DOCUMENT:
= = = = = = =

Warfare (2025) : du film de guerre au survival

The ARTchemists Warfare 2025

Warfare: cette co-réalisation signée Alex Garland et Ray Mendoza vient d’être parachutée sur Amazon Prime Vidéo sans passer par la case sortie en salle, du moins dans l’Hexagone. Un parachutage très discret du reste, et c’est bien dommage, car ce film marque à bien des égards par son originalité, son intensité et son regard critique.

Un bain de sang, une course à la survie

Petit pitch : Irak, 2006, en pleine bataille de Ramadi. Une section de Navy SEALs investit de nuit une maison pour assurer sa mission de surveillance/neutralisation. Tout est prévu pour que ça se passe bien … sauf que ça va tourner au fiasco. Un bain de sang, une course à la survie.

Inspirée d’une histoire vraie (Ray Mendoza raconte ici son expérience sur le terrain, lui qui fut militaire), Warfare bluffe par son réalisme cru souligné par une narration en temps réel extrêmement rythmée. Nous vivons ce huis-clos de l’intérieur au son des tirs, des explosions, des hurlements des blessés, des respirations saccadées par la peur.

La peur, le doute, la douleur, la sidération

La peur : c’est le personnage central de cette histoire, une peur qui s’invite au moment où on ne s’y attend pas, qui vient s’emparer de ces jeunes soldats trop sûrs d’eux, qui vont se casser les dents sur l’agressivité guerrière d’adversaires rompus au combat de rue, à la guérilla et qui connaissent l’endroit comme leur poche vu qu’ils y sont nés.

La peur, le doute, la douleur, la sidération : filmant en gros plan cette perte brutale des repères et des convictions, Alex Garland semble développer une séquence de Civil War, son film précédent. La caméra ici documente l’événement comme le ferait un reporter de guerre coincé au milieu de ces combattants. Tout est montré, les corps déchiquetés, le supplice des lésions qu’on peine à colmater, la stupéfaction face à la perte de contrôle.

De la rigolade au survival

Incontestable : le manque flagrant de professionnalisme de ces gamins qui jouent aux durs mais oublient leurs sacs, égarent leurs armes, ne disposent pas d’appui aérien quand il faut, perdent leur clame au moment où il faudrait au contraire avoir des nerfs d’acier. Au finish, ceux qui s’en sortent le mieux sont les deux blessés, shootés à la morphine.

= = = = = = =

CONSIGNE 1: Selon la critique de Warfare, dans quel pays, en quelle année et pendant quelle bataille se déroule l'action du film ?
CONSIGNE 2: Rédigez la suite de la critique de Warfare en reprenant après sa dernière phrase.

Enregistrements d'un jeu de données
= = = = = = =

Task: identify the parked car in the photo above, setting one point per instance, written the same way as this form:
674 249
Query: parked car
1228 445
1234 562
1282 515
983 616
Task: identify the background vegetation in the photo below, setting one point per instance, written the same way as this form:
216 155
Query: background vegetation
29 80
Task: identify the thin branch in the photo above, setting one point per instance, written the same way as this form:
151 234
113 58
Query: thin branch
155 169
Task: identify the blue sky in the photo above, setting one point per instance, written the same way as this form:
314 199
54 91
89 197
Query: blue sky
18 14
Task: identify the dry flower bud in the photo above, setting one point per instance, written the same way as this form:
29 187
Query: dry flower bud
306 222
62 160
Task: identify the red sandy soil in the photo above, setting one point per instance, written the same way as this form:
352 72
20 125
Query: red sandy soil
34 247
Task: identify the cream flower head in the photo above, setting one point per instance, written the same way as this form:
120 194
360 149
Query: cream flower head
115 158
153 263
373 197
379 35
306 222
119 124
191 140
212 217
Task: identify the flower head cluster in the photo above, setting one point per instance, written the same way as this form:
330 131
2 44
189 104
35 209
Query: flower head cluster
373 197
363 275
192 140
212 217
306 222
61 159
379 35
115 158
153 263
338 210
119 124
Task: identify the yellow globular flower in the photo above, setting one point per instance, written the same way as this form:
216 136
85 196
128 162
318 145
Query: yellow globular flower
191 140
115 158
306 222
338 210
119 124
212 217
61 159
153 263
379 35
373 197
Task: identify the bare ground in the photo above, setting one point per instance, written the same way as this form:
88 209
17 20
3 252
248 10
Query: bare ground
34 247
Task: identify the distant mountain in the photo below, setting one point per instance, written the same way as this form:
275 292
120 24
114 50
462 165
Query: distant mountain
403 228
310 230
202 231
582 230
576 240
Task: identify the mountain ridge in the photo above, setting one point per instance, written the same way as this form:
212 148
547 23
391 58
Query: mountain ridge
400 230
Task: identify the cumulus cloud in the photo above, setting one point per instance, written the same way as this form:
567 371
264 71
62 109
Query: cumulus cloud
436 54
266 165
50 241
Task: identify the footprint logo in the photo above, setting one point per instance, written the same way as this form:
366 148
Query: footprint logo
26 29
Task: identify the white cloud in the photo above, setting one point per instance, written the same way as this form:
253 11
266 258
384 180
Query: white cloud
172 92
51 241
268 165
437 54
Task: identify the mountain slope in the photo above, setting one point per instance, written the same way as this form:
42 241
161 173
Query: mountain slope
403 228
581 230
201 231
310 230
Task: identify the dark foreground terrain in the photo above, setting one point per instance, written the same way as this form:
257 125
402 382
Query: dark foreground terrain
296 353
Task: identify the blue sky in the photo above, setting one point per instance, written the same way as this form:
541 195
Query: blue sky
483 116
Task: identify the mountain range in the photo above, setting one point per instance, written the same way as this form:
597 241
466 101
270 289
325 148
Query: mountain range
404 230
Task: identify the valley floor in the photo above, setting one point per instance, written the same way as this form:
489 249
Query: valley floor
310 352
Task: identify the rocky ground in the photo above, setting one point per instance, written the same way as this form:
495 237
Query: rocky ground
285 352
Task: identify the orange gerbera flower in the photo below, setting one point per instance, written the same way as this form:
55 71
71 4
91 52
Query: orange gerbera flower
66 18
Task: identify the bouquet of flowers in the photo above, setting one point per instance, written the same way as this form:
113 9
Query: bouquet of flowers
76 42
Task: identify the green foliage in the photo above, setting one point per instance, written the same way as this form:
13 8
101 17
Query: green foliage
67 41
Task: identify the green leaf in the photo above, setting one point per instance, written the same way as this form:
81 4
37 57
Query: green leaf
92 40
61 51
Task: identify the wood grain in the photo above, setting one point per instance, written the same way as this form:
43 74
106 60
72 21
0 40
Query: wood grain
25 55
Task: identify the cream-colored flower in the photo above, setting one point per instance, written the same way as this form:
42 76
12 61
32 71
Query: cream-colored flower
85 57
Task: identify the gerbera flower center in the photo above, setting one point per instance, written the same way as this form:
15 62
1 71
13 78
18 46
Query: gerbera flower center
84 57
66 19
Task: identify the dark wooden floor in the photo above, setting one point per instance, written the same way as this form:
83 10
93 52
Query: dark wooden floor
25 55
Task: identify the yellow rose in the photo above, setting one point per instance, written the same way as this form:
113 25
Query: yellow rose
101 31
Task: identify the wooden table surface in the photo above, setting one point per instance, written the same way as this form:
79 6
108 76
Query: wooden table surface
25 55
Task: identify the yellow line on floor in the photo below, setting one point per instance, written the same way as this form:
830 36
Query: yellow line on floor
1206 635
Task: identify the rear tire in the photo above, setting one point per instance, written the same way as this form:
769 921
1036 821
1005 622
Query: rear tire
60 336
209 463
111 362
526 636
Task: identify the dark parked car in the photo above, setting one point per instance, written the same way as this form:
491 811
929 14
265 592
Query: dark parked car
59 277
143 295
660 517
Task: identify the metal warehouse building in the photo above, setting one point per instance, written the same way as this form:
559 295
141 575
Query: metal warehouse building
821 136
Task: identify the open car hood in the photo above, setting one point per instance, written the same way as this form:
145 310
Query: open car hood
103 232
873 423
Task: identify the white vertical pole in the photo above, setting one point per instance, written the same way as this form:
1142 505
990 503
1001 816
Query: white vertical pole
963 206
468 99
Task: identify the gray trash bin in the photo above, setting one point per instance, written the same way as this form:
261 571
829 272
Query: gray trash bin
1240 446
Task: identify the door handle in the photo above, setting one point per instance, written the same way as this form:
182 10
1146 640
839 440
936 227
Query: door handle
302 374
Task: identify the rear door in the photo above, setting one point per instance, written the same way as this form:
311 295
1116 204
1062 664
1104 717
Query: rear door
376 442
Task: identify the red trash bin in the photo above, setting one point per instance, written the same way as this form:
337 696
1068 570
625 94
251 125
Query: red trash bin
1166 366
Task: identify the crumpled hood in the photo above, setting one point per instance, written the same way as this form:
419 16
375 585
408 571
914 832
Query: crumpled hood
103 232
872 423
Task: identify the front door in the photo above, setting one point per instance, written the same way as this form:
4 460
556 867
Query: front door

= = = = = = =

RÉPONSE 1: En Irak, en 2006, pendant la bataille de Ramadi.

RÉPONSE 2:
Leçon de survie ? Il y a de ça. L’ambiance initiale à la rigolade va sombrer dans le glauque, l’atroce. Et c’est là que nos loulous vont se révéler, troquant leur belle assurance contre un sens de la conservation en mode impro. Un peu comme les bidasses paumés dans la jungle vietnamienne dans les années 70, les rangers perdus dans Mogadiscio en 1993.

L’art de la guerre

Une Bérézina supplémentaire, un écho à Platoon ou La Chute du Faucon noir. Comme si les USA n’arrivaient pas à apprendre de leurs erreurs passées, continuaient aveuglément à considérer ses boys comme de la chair à canon. Un cri demeure en tête : « Pourquoi ? » Le hurlement de colère d’une habitante de cette maison envahie de nuit sans en demander la permission, et détruite au cours de l’opération, laissant ses occupants démunis et qu’ils ne se plaignent pas, ils sortent de cette histoire vivants.

Terrorisés, traumatisés à jamais mais intacts physiquement. Un miracle. Et surtout un questionnement. A quoi a bien pu servir cette mission ? On s’interroge sur l’impréparation, la confusion, le bruit intolérable, les râles de souffrances qui couvrent les échanges, les claquements des mitrailleuses… un chaos ironiquement souligné par le titre : « warfare » en anglais signifie l’art de la guerre, la manière dont elle est menée, les tactiques, les types de combat.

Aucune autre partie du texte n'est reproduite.